→ Исходный текст
|---|
Александр Сокуров покажет Венецианскому кинофестивалю ленинградскую трагедию.
На 66-м Венецианском кинофестивале, который пройдет со 2 по 12 сентября, в специальной секции "Горизонты" состоится просмотр телевизионного фильма Александра Сокурова "Читаем "Блокадную книгу"" (производство телеканала 100ТВ, продюсер Олег Руднов). Это очень простая лента: по замыслу автора, фрагменты известной книги Алеся Адамовича, написанной в соавторстве с Даниилом Граниным, читают современные жители Петербурга, известные деятели культуры, школьники, журналисты, философы, военные, курсанты и сами блокадники. Специальный внеконкурсный показ, то есть не конъюнктурный, намечен на 9 сентября. Для города на Неве эта дата — второй день из тех самых 900 блокадных дней. Кольцо смерти замкнулось, люди тушили первые 178 пожаров, Бадаевские склады уже сгорели, и никто представить себе не мог, что через два месяца первые ленинградцы начнут умирать от голода, а к снятию блокадного кольца из 2 миллионов 544 тысяч человек в Ленинграде в живых останутся 560 тысяч.
Стоит ли режиссерам новой эпохи возвращаться к непарадной истории? Способны ли фильмы о войне воспитывать патриотизм? Пристойно ли в жанре экшн рассказывать о военных трагедиях спустя десятилетия? "Огонек" задал эти вопросы Александру Сокурову.
— Как вы полагаете, как отреагируют в Венеции на ваше напоминание о Ленинградской блокаде?
— Зритель может оказаться также и подготовленным читателем, знакомым с первоисточником — "Блокадной книгой " Адамовича — Гранина. Книгу эту давно перевели на многие языки — итальянский, английский, французский, наверное, есть и немецкий перевод.
— Проблема в том, насколько она востребована в Европе.
— Я думаю, настолько, насколько востребованы книги "про советскую часть" Второй мировой войны. Конечно, ни в Европе, и нигде в мире факт блокады Ленинграда недооценен. Хотя по своему масштабу этот эпизод войны превосходит такой исторический факт, как атомная бомбардировка Хиросимы. Ленинградская трагедия — я бы так назвал блокаду Ленинграда — это глубочайшая человеческая беда. Это кратер, не сопоставимый по своим измерениям ни с чем, что происходило во время Второй мировой войны. Ни с чем!
|---|
Записи аннотации областей:
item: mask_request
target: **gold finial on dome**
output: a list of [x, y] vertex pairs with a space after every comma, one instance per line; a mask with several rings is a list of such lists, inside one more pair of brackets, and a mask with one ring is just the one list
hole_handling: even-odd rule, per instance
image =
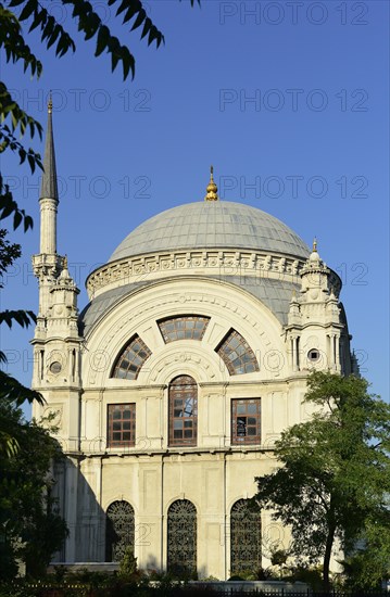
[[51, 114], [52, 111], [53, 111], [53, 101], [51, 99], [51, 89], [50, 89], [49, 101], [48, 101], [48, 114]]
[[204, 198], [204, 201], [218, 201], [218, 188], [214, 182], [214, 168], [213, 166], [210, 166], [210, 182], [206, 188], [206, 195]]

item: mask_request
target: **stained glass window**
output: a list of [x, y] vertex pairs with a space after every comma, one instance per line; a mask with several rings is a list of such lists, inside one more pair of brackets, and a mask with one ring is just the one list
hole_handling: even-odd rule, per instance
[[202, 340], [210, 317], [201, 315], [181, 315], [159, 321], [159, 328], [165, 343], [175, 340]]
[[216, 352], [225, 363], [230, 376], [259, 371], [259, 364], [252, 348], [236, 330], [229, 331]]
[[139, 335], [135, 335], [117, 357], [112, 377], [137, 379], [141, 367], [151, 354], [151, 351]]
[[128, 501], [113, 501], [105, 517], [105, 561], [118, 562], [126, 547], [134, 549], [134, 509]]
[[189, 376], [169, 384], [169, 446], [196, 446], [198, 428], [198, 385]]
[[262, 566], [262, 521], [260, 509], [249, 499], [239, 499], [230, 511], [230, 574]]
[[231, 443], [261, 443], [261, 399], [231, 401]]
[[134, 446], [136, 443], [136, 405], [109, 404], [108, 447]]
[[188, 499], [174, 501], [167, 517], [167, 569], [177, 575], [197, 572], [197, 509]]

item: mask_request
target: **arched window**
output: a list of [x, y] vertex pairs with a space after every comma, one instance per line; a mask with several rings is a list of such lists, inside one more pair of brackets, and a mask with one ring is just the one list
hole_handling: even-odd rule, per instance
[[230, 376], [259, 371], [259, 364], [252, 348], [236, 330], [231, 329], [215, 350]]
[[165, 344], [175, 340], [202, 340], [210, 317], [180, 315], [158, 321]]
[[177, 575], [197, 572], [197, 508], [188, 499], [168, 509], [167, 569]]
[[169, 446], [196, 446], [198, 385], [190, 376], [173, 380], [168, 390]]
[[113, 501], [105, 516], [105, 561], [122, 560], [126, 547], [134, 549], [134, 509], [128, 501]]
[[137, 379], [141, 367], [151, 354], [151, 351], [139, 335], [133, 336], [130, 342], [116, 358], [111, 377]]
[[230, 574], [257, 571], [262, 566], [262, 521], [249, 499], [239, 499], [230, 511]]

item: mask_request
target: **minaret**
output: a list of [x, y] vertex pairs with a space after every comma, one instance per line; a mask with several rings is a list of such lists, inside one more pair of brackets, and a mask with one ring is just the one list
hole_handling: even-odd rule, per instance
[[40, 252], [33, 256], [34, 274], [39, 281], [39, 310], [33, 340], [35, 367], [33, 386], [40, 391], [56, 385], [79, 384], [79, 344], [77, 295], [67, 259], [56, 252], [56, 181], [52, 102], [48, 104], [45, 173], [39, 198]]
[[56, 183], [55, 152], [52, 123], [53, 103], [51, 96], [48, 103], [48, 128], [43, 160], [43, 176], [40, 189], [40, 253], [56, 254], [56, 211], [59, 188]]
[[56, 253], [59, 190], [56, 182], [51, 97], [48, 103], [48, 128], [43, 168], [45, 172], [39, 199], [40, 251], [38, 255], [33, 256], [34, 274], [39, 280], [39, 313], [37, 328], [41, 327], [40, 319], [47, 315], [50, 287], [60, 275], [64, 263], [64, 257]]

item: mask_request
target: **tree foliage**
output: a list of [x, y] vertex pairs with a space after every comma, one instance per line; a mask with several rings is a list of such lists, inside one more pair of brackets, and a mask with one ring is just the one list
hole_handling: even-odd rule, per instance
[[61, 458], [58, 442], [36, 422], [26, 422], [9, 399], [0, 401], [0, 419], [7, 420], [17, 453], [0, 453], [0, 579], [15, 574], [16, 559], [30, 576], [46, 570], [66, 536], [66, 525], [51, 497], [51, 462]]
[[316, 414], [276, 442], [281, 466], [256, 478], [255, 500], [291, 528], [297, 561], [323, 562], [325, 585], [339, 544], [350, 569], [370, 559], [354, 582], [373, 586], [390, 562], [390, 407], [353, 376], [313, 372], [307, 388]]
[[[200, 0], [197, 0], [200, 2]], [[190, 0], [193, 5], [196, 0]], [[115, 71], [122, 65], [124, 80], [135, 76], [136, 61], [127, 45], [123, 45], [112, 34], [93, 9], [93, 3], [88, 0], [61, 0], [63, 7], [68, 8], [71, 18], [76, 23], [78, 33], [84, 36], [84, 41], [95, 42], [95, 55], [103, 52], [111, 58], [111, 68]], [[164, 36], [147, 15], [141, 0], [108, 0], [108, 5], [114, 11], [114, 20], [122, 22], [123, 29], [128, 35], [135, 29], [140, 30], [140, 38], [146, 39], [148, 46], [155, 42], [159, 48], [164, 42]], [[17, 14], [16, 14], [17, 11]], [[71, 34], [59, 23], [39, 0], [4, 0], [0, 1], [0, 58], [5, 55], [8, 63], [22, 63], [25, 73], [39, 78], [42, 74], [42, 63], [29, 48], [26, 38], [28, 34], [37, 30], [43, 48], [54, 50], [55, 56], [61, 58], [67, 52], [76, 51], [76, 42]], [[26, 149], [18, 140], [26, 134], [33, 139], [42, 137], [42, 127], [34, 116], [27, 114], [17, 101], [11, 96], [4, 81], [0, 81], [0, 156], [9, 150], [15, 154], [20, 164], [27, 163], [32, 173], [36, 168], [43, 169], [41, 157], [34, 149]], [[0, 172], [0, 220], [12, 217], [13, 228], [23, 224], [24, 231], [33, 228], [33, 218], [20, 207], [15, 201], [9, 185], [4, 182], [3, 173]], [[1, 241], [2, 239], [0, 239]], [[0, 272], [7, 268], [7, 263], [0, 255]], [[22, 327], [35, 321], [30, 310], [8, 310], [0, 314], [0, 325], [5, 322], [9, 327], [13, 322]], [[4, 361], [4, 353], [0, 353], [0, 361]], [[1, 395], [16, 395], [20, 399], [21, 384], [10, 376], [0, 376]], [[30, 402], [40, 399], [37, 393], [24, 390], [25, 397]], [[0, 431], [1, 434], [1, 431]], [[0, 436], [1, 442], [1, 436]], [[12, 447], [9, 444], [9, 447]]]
|---|
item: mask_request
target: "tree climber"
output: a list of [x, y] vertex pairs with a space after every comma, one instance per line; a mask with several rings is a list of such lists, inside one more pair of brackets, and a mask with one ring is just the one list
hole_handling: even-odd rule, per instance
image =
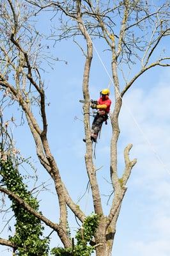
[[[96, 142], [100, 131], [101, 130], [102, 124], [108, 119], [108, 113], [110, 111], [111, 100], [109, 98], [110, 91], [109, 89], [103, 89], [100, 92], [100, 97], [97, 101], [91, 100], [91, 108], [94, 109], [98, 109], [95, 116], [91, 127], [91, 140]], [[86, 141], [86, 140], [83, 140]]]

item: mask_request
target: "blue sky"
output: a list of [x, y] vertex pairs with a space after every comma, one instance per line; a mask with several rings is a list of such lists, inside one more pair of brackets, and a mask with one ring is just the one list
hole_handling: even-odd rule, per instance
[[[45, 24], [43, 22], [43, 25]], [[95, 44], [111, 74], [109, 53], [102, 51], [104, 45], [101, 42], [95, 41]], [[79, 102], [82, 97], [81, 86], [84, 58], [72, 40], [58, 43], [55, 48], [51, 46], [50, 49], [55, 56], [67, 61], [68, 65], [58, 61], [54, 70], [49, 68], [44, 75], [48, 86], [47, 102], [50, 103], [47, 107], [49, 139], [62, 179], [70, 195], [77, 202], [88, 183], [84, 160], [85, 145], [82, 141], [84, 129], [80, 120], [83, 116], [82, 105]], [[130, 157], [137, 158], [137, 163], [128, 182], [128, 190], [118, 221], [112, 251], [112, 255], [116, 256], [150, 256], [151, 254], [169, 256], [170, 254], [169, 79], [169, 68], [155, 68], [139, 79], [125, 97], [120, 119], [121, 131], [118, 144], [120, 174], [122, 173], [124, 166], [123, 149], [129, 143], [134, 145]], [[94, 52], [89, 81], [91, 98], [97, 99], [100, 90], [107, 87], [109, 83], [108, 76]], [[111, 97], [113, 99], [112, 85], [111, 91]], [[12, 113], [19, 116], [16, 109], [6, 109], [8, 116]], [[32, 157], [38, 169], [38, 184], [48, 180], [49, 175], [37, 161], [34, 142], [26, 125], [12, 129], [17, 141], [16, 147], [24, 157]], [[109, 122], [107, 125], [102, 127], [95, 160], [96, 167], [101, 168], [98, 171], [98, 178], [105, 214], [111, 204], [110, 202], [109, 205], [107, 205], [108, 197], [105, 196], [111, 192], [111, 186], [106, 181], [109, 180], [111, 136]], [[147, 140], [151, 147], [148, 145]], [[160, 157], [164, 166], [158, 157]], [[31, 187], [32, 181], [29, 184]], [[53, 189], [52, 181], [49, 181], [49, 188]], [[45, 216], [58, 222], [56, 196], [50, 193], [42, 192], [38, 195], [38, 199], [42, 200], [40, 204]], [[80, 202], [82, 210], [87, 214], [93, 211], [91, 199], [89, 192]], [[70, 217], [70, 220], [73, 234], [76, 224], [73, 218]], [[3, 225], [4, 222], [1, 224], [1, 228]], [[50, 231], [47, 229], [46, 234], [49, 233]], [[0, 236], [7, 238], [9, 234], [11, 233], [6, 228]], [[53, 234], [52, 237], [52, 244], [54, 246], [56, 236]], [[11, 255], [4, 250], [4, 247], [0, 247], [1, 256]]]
|---|
→ Письменное задание 1
На какое число, согласно тексту о фильме Сокурова, намечен специальный внеконкурсный показ?
→ Письменное задание 2
Перепишите фрагмент текста о фильме Сокурова от «Стоит ли режиссерам» по «и немецкий перевод.» включительно, заменив «Венеции» на «Каннах».

→ Результат задания 1
На 9 сентября.

→ Результат задания 2
Стоит ли режиссерам новой эпохи возвращаться к непарадной истории? Способны ли фильмы о войне воспитывать патриотизм? Пристойно ли в жанре экшн рассказывать о военных трагедиях спустя десятилетия? "Огонек" задал эти вопросы Александру Сокурову.
— Как вы полагаете, как отреагируют в Каннах на ваше напоминание о Ленинградской блокаде?
— Зритель может оказаться также и подготовленным читателем, знакомым с первоисточником — "Блокадной книгой " Адамовича — Гранина. Книгу эту давно перевели на многие языки — итальянский, английский, французский, наверное, есть и немецкий перевод.